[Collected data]
========================

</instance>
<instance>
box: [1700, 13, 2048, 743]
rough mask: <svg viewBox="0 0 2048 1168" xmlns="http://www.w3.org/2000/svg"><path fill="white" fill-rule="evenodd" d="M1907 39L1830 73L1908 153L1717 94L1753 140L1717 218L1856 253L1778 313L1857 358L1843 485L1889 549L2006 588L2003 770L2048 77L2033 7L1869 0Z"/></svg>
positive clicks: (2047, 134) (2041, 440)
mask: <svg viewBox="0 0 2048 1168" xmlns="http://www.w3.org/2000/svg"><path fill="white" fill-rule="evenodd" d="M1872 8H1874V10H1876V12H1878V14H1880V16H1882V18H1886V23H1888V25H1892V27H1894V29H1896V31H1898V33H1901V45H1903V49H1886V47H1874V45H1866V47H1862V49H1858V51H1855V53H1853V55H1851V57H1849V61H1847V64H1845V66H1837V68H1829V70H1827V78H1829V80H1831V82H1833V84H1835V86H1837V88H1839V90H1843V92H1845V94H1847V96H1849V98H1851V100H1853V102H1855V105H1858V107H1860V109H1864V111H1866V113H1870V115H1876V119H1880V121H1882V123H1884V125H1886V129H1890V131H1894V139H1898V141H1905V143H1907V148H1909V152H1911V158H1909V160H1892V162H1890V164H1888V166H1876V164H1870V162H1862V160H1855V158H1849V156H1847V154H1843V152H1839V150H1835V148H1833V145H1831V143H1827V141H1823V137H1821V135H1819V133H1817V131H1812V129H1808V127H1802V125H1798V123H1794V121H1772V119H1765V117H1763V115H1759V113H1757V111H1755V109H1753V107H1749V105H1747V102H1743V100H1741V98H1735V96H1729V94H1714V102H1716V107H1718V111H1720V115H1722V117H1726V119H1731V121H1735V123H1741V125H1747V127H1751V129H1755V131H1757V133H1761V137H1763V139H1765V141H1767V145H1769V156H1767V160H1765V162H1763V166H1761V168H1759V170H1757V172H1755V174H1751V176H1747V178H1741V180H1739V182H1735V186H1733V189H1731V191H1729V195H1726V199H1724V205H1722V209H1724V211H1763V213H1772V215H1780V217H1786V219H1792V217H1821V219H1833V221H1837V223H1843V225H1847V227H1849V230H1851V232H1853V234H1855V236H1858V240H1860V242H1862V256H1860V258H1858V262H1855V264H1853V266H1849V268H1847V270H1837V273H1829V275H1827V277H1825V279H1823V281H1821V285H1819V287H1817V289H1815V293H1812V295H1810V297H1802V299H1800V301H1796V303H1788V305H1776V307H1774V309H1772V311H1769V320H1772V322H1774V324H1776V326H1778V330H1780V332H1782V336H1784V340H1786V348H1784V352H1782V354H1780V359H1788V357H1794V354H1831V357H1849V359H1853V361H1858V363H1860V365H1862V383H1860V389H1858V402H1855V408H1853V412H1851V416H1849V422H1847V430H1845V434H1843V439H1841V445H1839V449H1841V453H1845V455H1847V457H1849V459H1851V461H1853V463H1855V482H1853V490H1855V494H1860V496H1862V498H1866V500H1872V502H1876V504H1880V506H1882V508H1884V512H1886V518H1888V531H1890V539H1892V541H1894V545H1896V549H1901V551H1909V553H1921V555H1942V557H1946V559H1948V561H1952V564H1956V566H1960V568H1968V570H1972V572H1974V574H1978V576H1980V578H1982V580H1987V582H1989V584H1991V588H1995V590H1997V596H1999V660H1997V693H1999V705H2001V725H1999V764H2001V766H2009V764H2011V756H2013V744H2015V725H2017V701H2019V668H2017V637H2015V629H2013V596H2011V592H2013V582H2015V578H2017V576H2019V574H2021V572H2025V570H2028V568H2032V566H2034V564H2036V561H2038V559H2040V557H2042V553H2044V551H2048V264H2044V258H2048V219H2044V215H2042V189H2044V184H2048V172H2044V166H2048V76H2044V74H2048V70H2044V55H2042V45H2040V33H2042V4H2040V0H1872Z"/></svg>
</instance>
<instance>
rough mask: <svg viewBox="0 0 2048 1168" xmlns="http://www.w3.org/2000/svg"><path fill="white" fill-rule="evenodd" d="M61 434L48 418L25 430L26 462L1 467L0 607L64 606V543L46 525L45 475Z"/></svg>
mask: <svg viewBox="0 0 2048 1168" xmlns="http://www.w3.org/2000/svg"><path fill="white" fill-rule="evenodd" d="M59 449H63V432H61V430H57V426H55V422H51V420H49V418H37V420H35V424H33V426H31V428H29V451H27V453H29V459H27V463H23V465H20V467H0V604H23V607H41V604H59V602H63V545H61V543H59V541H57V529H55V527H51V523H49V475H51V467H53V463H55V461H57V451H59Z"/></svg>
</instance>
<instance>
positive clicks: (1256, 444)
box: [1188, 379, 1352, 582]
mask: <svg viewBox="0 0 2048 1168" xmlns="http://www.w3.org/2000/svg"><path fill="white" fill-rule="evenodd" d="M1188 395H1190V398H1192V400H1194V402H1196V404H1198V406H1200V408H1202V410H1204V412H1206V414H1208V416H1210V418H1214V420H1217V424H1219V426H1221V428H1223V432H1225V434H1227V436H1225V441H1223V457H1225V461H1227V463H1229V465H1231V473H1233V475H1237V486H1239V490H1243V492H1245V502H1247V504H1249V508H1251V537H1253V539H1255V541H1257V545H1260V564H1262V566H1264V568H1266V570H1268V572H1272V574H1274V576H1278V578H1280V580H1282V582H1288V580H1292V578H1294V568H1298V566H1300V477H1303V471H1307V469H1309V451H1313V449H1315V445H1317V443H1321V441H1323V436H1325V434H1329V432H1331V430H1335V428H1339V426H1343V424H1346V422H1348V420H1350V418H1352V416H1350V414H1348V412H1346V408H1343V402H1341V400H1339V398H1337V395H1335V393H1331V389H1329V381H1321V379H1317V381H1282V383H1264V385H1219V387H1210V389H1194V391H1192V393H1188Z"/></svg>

========================

**PROBLEM DETAILS:** What is needed is an exact repetition of all the entries above.

**SOLUTION:**
</instance>
<instance>
box: [1700, 13, 2048, 743]
rough mask: <svg viewBox="0 0 2048 1168" xmlns="http://www.w3.org/2000/svg"><path fill="white" fill-rule="evenodd" d="M1907 39L1830 73L1908 153L1717 94L1753 140L1717 218L1856 253L1778 313L1857 358L1843 485L1889 549L2006 588L2003 770L2048 77L2033 7L1869 0Z"/></svg>
positive clicks: (2047, 134) (2041, 440)
mask: <svg viewBox="0 0 2048 1168" xmlns="http://www.w3.org/2000/svg"><path fill="white" fill-rule="evenodd" d="M1872 8H1874V10H1876V12H1878V14H1880V16H1882V18H1886V23H1888V25H1892V27H1894V29H1896V31H1898V33H1901V45H1903V49H1886V47H1874V45H1866V47H1862V49H1858V51H1855V53H1853V55H1851V57H1849V61H1847V64H1845V66H1837V68H1829V70H1827V78H1829V80H1831V82H1833V84H1835V86H1837V88H1839V90H1843V92H1845V94H1847V96H1849V98H1851V100H1853V102H1855V105H1858V107H1860V109H1864V111H1866V113H1870V115H1876V119H1880V121H1882V123H1884V125H1886V129H1890V131H1894V139H1898V141H1905V143H1907V148H1909V152H1911V158H1909V160H1892V162H1890V164H1888V166H1876V164H1870V162H1862V160H1855V158H1849V156H1847V154H1843V152H1839V150H1835V148H1833V145H1831V143H1827V141H1823V137H1821V135H1819V133H1817V131H1812V129H1808V127H1802V125H1798V123H1794V121H1772V119H1765V117H1763V115H1759V113H1757V111H1755V109H1753V107H1749V105H1747V102H1743V100H1741V98H1735V96H1729V94H1714V102H1716V107H1718V111H1720V115H1722V117H1726V119H1731V121H1735V123H1741V125H1747V127H1751V129H1755V131H1757V133H1761V137H1763V139H1765V141H1767V145H1769V156H1767V160H1765V162H1763V166H1761V168H1759V170H1757V172H1755V174H1751V176H1747V178H1741V180H1739V182H1735V186H1733V189H1731V191H1729V195H1726V199H1724V205H1722V209H1724V211H1763V213H1772V215H1780V217H1786V219H1792V217H1821V219H1833V221H1837V223H1843V225H1847V227H1849V230H1851V232H1853V234H1855V236H1858V240H1860V242H1862V256H1860V258H1858V262H1855V264H1853V266H1849V268H1847V270H1837V273H1829V275H1827V277H1825V279H1823V281H1821V285H1819V287H1817V289H1815V293H1812V295H1810V297H1802V299H1800V301H1796V303H1788V305H1776V307H1774V309H1772V311H1769V320H1772V322H1774V324H1776V326H1778V330H1780V332H1782V336H1784V340H1786V348H1784V352H1782V354H1780V359H1788V357H1794V354H1831V357H1849V359H1853V361H1858V363H1860V365H1862V383H1860V389H1858V402H1855V408H1853V412H1851V416H1849V422H1847V430H1845V434H1843V439H1841V445H1839V449H1841V453H1845V455H1847V457H1849V459H1851V461H1853V463H1855V482H1853V490H1855V494H1860V496H1862V498H1866V500H1872V502H1876V504H1880V506H1882V508H1884V512H1886V518H1888V531H1890V539H1892V541H1894V545H1896V549H1901V551H1909V553H1921V555H1942V557H1946V559H1948V561H1952V564H1956V566H1960V568H1968V570H1972V572H1974V574H1978V576H1980V578H1982V580H1987V582H1989V584H1991V588H1995V590H1997V596H1999V660H1997V693H1999V705H2001V725H1999V764H2001V766H2009V764H2011V756H2013V744H2015V725H2017V701H2019V668H2017V637H2015V629H2013V596H2011V592H2013V582H2015V578H2017V576H2019V574H2021V572H2025V570H2028V568H2032V566H2034V564H2036V561H2038V559H2040V557H2042V553H2044V551H2048V264H2044V258H2048V219H2044V215H2042V189H2044V184H2048V172H2044V166H2048V76H2044V74H2048V70H2044V55H2042V45H2040V33H2042V4H2040V0H1872Z"/></svg>
</instance>
<instance>
rough mask: <svg viewBox="0 0 2048 1168" xmlns="http://www.w3.org/2000/svg"><path fill="white" fill-rule="evenodd" d="M61 434L48 418L25 430L26 462L1 467L0 607L64 606V543L46 525L45 475Z"/></svg>
mask: <svg viewBox="0 0 2048 1168" xmlns="http://www.w3.org/2000/svg"><path fill="white" fill-rule="evenodd" d="M59 449H63V432H61V430H57V426H55V422H51V420H49V418H37V420H35V424H33V426H31V428H29V451H27V453H29V459H27V463H23V465H20V467H0V604H23V607H41V604H59V602H63V545H61V543H59V541H57V529H55V527H51V523H49V475H51V467H53V463H55V461H57V451H59Z"/></svg>
</instance>
<instance>
positive clicks: (1256, 444)
box: [1188, 379, 1352, 582]
mask: <svg viewBox="0 0 2048 1168" xmlns="http://www.w3.org/2000/svg"><path fill="white" fill-rule="evenodd" d="M1188 395H1190V398H1192V400H1194V402H1196V404H1198V406H1200V408H1202V410H1204V412H1206V414H1208V416H1210V418H1214V420H1217V424H1219V426H1221V428H1223V432H1225V434H1227V436H1225V441H1223V457H1225V461H1227V463H1229V465H1231V473H1233V475H1237V486H1239V490H1243V492H1245V502H1247V504H1249V508H1251V537H1253V539H1255V541H1257V545H1260V564H1262V566H1264V568H1266V570H1268V572H1272V574H1274V576H1278V578H1280V580H1282V582H1288V580H1292V578H1294V568H1298V566H1300V477H1303V471H1307V469H1309V451H1313V449H1315V445H1317V443H1321V441H1323V436H1325V434H1329V432H1331V430H1335V428H1339V426H1343V424H1346V422H1348V420H1350V418H1352V416H1350V414H1348V412H1346V408H1343V402H1341V400H1339V398H1337V395H1335V393H1331V389H1329V381H1321V379H1317V381H1282V383H1264V385H1219V387H1210V389H1194V391H1192V393H1188Z"/></svg>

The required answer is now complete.